Extract the line that contains "of the utility" and every line after it to the end of the records below, exactly as written and nothing else.

Supplied entries >>
— begin —
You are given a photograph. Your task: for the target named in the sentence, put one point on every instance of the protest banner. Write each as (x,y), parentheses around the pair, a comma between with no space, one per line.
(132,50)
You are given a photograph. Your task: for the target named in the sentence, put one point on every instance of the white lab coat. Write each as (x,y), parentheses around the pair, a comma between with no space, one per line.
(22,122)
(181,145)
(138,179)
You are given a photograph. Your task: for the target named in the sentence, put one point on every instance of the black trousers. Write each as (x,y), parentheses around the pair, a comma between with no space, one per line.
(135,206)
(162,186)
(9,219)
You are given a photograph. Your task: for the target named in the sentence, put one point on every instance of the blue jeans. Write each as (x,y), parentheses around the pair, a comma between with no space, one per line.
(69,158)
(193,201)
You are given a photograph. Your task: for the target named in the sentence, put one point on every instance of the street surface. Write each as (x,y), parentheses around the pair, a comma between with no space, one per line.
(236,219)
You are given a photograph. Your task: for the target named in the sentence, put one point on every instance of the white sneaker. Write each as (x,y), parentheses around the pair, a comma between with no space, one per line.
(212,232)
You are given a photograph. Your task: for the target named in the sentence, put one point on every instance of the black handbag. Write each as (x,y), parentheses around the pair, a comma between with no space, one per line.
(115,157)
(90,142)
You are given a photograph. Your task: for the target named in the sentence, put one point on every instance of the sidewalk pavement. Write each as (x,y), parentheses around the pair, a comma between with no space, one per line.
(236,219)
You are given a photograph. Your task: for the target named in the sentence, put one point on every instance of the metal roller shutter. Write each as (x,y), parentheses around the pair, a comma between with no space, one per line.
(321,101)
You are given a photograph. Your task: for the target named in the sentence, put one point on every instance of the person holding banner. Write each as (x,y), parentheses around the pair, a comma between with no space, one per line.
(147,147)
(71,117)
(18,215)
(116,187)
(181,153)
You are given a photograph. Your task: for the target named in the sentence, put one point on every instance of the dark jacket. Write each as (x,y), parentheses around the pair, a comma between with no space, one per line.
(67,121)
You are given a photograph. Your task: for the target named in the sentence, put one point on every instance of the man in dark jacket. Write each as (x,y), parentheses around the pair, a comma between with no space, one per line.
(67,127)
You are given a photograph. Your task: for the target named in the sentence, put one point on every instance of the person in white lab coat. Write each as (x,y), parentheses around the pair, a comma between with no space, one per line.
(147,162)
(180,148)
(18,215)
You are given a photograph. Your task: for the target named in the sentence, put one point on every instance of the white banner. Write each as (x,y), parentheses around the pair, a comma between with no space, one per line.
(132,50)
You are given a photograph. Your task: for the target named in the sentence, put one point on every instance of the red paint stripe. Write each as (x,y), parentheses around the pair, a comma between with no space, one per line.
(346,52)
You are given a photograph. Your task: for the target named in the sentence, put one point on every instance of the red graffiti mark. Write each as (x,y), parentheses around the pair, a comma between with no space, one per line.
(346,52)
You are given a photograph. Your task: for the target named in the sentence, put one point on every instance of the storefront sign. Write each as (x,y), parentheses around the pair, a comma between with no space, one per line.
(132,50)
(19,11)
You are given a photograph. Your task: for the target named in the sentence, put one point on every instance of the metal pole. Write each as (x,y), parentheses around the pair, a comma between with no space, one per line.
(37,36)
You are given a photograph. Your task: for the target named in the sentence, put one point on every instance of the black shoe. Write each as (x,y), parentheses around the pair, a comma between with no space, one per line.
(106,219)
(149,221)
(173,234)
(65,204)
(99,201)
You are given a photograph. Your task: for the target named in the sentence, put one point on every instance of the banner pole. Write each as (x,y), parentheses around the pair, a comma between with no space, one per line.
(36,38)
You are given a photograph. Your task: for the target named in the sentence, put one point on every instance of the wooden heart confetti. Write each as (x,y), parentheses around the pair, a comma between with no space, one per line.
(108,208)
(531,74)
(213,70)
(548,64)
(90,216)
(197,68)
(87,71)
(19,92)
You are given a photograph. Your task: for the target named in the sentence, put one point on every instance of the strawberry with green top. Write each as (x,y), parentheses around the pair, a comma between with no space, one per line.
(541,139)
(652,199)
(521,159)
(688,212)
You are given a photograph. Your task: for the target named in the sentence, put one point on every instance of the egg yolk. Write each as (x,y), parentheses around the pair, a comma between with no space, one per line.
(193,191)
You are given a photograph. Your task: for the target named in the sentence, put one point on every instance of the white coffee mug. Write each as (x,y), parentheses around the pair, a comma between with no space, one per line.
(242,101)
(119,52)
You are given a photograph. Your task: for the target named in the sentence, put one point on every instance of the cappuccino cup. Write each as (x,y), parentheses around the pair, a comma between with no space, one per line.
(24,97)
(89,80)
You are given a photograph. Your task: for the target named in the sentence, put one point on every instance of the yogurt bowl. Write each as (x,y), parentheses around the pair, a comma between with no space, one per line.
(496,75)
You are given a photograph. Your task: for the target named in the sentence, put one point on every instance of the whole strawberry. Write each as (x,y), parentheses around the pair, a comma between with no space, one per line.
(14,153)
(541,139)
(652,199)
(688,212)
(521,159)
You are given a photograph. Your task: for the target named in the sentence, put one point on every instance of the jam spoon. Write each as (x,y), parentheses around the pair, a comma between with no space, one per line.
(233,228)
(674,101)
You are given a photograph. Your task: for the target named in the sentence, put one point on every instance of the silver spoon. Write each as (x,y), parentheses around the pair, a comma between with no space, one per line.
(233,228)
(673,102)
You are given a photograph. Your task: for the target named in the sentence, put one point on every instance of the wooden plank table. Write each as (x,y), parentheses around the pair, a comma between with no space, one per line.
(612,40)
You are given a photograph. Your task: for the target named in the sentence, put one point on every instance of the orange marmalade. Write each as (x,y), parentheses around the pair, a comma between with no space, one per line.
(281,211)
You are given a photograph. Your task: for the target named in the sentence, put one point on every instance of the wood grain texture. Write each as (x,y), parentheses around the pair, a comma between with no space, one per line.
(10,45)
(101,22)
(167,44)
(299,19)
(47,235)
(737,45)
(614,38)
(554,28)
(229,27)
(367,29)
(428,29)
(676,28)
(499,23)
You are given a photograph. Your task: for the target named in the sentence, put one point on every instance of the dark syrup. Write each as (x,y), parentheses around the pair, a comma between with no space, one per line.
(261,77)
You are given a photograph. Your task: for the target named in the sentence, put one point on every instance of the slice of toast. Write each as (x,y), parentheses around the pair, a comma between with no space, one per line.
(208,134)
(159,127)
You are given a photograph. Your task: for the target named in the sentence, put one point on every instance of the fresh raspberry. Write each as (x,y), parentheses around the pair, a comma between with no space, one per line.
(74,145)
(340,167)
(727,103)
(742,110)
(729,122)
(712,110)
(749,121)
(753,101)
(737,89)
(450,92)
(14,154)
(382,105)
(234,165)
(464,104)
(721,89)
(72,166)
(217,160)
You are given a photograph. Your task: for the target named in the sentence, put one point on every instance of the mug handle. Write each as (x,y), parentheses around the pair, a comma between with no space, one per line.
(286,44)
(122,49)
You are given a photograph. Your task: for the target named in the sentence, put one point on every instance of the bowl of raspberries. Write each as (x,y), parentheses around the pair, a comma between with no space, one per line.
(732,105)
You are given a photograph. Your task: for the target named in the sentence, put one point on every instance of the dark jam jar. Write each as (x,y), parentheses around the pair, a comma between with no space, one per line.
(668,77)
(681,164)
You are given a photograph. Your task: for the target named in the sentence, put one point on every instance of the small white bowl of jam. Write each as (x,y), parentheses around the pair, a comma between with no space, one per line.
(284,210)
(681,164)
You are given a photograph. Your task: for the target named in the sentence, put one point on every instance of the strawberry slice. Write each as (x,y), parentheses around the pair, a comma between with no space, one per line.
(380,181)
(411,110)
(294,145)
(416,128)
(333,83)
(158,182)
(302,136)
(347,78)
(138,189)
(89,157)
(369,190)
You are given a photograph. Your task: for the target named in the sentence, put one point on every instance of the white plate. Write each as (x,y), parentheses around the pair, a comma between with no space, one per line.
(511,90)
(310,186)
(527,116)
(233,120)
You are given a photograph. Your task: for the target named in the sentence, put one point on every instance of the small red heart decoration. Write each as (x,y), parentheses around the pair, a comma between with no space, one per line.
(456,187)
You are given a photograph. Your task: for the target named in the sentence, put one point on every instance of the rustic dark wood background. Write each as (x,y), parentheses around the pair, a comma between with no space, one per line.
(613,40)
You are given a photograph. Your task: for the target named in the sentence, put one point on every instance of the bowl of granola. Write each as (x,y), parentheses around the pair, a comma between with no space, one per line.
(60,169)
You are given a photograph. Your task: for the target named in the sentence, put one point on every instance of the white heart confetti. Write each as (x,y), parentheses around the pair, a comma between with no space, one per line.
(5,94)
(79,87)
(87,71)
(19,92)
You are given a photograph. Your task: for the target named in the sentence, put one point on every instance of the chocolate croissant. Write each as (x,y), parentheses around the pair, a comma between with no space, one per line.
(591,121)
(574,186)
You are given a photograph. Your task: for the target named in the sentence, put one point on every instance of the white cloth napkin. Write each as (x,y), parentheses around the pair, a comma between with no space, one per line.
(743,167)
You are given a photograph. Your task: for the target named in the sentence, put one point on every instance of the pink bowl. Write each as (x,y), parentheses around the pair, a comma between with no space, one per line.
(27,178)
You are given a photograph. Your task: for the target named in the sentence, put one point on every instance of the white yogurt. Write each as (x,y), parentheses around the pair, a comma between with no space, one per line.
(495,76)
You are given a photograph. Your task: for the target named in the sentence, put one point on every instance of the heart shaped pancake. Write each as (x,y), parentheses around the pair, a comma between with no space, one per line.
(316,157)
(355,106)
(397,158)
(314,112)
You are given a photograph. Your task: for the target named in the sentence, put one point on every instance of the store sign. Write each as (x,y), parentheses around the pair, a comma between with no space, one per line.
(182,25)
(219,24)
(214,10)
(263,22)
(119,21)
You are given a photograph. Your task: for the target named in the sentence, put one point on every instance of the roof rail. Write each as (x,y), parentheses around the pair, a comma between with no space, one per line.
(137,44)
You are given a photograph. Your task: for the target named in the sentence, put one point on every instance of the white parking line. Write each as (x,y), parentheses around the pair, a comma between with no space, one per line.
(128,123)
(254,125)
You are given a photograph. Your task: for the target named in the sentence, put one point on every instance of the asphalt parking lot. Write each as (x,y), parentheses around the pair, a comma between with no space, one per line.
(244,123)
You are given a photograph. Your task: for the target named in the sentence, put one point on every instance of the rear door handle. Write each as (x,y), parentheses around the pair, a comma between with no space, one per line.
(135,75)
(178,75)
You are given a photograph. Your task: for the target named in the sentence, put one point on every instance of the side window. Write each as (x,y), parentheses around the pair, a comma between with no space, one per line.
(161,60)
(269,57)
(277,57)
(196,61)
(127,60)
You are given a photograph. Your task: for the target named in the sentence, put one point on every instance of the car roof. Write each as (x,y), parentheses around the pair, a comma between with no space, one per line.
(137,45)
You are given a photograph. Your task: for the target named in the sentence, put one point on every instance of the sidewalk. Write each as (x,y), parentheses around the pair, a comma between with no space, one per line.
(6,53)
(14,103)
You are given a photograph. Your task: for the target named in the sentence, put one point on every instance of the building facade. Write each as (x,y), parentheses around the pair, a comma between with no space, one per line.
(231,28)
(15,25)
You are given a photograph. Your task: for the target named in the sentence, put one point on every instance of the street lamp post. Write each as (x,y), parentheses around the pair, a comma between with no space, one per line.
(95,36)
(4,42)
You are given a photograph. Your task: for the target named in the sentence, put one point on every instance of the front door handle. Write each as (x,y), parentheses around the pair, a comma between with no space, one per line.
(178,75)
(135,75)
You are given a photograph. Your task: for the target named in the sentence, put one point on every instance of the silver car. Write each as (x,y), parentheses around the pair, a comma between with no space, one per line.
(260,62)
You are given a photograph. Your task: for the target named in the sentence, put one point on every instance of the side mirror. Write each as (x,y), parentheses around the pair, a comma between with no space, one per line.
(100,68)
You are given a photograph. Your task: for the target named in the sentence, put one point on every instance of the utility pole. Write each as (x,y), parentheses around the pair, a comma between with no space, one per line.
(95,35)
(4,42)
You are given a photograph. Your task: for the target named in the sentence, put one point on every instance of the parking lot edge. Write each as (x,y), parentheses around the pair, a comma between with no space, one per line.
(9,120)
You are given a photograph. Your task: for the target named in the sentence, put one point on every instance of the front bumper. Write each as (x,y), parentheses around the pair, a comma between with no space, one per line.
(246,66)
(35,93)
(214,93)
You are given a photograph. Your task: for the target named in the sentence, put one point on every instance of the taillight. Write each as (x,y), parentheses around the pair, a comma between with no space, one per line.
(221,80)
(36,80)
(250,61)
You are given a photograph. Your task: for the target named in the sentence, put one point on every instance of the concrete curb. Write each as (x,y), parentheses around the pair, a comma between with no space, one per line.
— end —
Answer to this exercise >>
You are given a photograph. Your task: for the target named in the sentence, put one point on every instance of the utility pole. Write each as (x,y), parentheses around the pair, a comma between with no space, one per line.
(95,35)
(4,42)
You are given a photograph. Your task: for the target named in the sentence, put one point on every instance of the parking lot edge. Write each as (x,y), parentheses around the pair, a comma between with no space, one per line.
(9,120)
You are given a photograph. Your task: for the target named in the sentence, put one point on every instance of the front bumper. Write each as (x,y), parentheses around the pair, a comma between with no space, one per line.
(246,66)
(35,93)
(214,93)
You are given a photograph. Your task: for the target named in the sentence, put one point on every instance of the taillight. Write each as (x,y), parentheses around the pair, a comma between with no space, one per line.
(221,80)
(36,80)
(250,61)
You are given a photograph. Your task: for the target named in the sentence, put one point on every instance of the concrete curb. Write each as (x,y), parentheses around the pair, a comma between with no space, one per line.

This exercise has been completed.